## [Problem]
Repeat exactly, and only, the lines from the one containing "tag: asphalt road" through the end of the records.

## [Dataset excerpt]

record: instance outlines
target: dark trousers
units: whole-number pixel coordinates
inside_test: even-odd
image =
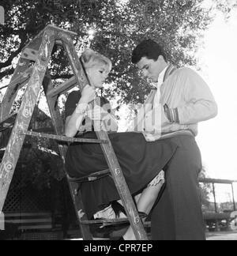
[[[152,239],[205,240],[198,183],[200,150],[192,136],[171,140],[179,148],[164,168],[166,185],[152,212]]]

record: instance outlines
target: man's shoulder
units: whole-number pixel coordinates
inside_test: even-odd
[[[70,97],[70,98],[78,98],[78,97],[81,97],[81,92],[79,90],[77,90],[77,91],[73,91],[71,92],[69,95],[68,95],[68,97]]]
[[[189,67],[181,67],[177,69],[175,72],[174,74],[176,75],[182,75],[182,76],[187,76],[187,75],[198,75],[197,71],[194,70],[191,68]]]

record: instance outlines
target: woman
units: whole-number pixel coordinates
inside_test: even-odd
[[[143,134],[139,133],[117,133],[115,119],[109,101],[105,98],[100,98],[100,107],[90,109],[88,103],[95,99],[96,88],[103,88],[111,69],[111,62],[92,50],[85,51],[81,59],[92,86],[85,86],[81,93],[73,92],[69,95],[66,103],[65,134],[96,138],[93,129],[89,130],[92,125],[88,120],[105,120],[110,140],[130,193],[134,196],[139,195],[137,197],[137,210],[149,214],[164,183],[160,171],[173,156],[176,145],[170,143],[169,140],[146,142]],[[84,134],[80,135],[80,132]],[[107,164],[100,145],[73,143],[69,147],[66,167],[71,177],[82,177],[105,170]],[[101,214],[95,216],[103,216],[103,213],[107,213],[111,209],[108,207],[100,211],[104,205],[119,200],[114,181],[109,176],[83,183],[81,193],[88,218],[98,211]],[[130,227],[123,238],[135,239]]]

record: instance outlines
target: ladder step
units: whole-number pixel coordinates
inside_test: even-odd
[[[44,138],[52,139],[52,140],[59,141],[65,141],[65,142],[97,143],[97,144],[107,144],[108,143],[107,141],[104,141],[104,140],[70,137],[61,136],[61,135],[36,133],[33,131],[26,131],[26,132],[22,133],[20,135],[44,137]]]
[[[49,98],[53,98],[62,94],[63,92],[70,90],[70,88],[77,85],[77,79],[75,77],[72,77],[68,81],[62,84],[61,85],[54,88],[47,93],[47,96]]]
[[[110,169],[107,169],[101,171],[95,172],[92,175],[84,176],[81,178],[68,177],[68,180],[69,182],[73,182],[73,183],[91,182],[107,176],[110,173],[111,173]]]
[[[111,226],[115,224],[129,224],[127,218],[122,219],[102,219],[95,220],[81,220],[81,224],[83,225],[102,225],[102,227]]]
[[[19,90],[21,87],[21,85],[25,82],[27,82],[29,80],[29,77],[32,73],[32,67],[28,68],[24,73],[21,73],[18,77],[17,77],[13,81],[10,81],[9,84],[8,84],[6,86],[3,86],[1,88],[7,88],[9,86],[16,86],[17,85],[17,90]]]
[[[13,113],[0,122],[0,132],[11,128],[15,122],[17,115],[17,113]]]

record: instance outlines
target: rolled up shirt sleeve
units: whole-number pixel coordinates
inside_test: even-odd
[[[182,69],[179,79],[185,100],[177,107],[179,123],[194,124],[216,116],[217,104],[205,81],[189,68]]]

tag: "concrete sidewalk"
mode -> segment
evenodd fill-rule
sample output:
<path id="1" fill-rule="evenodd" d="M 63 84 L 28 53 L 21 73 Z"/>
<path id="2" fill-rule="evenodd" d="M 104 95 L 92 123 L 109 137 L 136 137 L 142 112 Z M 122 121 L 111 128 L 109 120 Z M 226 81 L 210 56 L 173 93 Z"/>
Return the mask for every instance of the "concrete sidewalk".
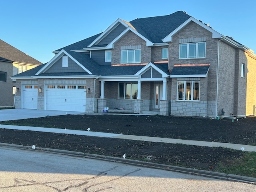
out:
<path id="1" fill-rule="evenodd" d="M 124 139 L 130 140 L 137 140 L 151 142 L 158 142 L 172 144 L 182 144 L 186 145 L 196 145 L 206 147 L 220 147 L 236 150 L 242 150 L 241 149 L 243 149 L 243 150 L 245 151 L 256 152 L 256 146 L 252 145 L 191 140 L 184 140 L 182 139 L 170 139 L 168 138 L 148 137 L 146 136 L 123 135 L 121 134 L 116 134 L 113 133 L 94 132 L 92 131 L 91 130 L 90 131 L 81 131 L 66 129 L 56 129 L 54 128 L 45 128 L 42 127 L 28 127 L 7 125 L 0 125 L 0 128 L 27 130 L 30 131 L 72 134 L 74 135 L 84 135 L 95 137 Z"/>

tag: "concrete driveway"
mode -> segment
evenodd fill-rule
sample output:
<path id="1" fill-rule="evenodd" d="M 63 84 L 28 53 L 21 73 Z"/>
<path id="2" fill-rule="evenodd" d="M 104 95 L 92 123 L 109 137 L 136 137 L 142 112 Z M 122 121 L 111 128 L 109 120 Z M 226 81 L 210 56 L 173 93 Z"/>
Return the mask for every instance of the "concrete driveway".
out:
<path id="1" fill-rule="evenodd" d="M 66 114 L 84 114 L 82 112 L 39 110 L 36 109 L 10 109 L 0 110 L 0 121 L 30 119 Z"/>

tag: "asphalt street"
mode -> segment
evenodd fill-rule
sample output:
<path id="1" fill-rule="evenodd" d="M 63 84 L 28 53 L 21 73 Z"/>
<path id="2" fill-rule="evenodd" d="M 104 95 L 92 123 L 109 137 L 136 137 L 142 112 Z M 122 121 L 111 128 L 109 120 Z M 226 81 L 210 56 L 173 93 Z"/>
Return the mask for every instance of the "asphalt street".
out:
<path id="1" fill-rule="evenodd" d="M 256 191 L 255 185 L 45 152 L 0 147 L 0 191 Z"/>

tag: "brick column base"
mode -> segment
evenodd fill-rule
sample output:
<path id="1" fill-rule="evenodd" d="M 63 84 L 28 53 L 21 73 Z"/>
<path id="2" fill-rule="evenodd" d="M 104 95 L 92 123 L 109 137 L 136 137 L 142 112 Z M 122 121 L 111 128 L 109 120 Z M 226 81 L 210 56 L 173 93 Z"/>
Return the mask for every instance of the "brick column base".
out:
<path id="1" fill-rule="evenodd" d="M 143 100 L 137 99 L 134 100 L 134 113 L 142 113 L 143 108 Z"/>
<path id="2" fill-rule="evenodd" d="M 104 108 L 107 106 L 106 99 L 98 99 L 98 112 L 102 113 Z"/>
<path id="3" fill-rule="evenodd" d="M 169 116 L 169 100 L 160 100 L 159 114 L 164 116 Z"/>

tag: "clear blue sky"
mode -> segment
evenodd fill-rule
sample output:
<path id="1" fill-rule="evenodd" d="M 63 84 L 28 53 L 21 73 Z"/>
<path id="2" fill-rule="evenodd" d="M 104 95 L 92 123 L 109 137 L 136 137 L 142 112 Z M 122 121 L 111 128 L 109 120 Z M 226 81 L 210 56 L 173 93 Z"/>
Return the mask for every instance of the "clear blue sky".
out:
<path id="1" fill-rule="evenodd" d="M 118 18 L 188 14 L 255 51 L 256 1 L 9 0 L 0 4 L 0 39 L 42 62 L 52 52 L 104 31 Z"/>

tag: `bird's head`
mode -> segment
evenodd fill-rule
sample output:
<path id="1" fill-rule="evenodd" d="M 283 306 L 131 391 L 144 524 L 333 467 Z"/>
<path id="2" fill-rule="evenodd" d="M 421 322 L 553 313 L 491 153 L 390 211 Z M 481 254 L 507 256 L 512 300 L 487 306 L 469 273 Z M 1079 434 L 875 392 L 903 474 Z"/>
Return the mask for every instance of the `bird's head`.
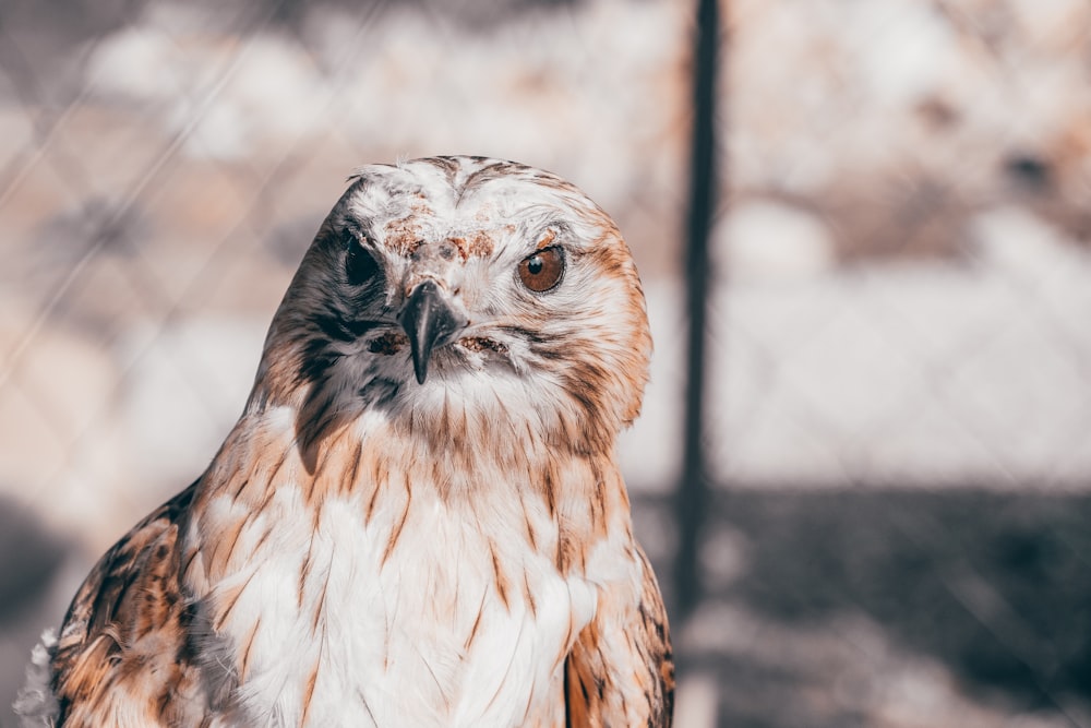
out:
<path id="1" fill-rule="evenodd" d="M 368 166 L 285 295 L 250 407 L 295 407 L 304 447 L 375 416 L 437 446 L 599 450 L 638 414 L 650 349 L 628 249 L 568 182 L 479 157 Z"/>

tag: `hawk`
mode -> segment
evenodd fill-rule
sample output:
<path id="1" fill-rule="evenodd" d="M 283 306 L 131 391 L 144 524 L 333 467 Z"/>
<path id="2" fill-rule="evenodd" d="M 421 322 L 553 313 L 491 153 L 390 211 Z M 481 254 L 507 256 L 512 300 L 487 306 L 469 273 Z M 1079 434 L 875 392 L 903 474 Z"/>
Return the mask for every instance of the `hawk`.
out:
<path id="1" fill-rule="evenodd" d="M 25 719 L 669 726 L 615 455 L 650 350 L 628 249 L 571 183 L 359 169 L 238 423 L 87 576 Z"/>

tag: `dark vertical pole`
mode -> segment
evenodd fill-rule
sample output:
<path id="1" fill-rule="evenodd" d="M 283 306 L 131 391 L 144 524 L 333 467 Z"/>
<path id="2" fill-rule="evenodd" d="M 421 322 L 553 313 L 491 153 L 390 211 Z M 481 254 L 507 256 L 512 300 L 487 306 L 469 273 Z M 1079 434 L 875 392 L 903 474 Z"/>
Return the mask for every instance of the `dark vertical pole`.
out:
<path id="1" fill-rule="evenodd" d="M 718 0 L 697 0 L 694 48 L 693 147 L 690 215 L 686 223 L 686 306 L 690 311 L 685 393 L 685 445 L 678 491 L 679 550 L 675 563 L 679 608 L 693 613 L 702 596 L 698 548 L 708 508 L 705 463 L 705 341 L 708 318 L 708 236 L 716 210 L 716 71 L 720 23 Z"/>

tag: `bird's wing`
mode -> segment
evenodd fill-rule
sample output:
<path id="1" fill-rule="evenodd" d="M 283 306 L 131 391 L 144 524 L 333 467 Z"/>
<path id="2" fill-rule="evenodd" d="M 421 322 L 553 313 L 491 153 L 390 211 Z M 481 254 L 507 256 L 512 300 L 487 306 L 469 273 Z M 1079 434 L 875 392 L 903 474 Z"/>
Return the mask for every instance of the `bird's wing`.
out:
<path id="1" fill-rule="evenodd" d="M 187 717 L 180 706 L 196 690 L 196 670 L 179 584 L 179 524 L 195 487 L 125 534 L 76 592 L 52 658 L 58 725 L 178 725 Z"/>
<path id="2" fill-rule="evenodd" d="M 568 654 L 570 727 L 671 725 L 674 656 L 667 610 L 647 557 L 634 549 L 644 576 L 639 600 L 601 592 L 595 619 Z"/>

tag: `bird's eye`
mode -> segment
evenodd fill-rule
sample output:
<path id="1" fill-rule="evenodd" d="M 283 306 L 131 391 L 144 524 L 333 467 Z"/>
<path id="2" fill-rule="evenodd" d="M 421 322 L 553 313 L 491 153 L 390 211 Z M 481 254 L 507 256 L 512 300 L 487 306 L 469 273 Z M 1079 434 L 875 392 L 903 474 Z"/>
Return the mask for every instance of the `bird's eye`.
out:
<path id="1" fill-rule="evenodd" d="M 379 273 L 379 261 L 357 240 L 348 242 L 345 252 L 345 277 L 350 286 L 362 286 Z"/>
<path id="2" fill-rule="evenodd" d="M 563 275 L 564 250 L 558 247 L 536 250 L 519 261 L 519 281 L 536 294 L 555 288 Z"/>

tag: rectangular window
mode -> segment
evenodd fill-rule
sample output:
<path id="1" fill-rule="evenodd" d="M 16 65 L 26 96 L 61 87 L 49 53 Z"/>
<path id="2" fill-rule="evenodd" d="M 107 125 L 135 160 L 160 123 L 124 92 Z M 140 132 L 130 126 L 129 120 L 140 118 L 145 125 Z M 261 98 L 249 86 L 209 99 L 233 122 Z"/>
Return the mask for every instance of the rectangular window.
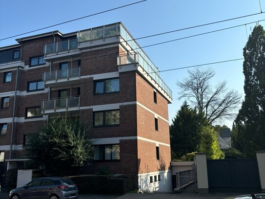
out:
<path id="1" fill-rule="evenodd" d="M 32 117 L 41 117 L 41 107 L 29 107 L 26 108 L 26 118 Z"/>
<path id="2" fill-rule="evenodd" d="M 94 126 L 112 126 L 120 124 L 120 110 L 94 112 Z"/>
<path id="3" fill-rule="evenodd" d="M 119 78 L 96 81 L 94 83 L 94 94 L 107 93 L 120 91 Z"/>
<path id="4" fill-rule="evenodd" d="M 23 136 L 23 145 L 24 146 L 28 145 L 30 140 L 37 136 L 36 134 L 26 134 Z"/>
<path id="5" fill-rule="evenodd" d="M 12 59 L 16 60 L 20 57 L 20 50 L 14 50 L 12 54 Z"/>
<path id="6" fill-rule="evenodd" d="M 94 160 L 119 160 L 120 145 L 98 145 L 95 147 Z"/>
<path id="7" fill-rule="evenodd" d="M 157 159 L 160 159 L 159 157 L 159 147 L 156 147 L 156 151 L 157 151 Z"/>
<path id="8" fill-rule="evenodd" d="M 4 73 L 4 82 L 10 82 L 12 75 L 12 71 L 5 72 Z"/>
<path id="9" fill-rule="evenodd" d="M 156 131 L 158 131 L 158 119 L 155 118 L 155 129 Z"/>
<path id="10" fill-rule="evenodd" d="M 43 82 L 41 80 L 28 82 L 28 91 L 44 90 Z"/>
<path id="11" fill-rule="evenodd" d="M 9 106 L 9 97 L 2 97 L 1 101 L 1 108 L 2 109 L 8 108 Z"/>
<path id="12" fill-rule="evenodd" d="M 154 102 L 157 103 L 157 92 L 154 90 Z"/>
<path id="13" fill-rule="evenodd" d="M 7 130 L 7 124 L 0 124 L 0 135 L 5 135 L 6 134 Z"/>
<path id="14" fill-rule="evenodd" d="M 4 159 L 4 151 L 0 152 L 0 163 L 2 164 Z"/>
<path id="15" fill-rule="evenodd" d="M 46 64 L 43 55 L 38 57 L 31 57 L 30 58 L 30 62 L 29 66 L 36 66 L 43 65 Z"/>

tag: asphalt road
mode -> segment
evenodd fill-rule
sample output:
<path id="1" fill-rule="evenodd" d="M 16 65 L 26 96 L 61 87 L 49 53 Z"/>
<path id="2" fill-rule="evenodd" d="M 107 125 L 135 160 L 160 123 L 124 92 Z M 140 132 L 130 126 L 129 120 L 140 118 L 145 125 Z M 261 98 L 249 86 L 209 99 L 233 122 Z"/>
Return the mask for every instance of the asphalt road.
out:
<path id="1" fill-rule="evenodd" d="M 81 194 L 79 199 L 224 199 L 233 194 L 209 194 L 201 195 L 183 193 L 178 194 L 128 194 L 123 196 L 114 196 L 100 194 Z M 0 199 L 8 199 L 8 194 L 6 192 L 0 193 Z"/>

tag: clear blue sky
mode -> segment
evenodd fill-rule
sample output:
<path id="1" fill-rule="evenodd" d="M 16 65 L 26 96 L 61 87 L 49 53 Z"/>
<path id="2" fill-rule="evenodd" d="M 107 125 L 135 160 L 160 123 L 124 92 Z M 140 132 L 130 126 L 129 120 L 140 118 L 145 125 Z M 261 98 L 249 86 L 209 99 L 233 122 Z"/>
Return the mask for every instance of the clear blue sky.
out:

## [Solution to this exercise]
tag: asphalt road
mode -> segment
evenodd fill-rule
sample output:
<path id="1" fill-rule="evenodd" d="M 16 65 L 26 96 L 61 87 L 49 53 Z"/>
<path id="2" fill-rule="evenodd" d="M 107 125 L 135 160 L 160 123 L 124 92 Z M 140 132 L 130 126 L 129 120 L 140 118 L 145 125 Z M 261 98 L 249 86 L 209 99 L 233 122 Z"/>
Return the mask for every instance of the asphalt road.
out:
<path id="1" fill-rule="evenodd" d="M 81 194 L 79 199 L 224 199 L 233 194 L 209 194 L 201 195 L 183 193 L 178 194 L 128 194 L 123 196 L 114 196 L 100 194 Z M 0 199 L 8 199 L 8 194 L 6 192 L 0 193 Z"/>

tag: clear blue sky
mode -> segment
evenodd fill-rule
sample output:
<path id="1" fill-rule="evenodd" d="M 16 65 L 26 96 L 61 87 L 49 53 Z"/>
<path id="2" fill-rule="evenodd" d="M 107 125 L 135 160 L 160 123 L 124 92 Z M 140 132 L 130 126 L 129 120 L 140 118 L 145 125 Z M 261 98 L 249 86 L 209 99 L 233 122 Z"/>
Return the mask for every instance of the clear blue sky.
out:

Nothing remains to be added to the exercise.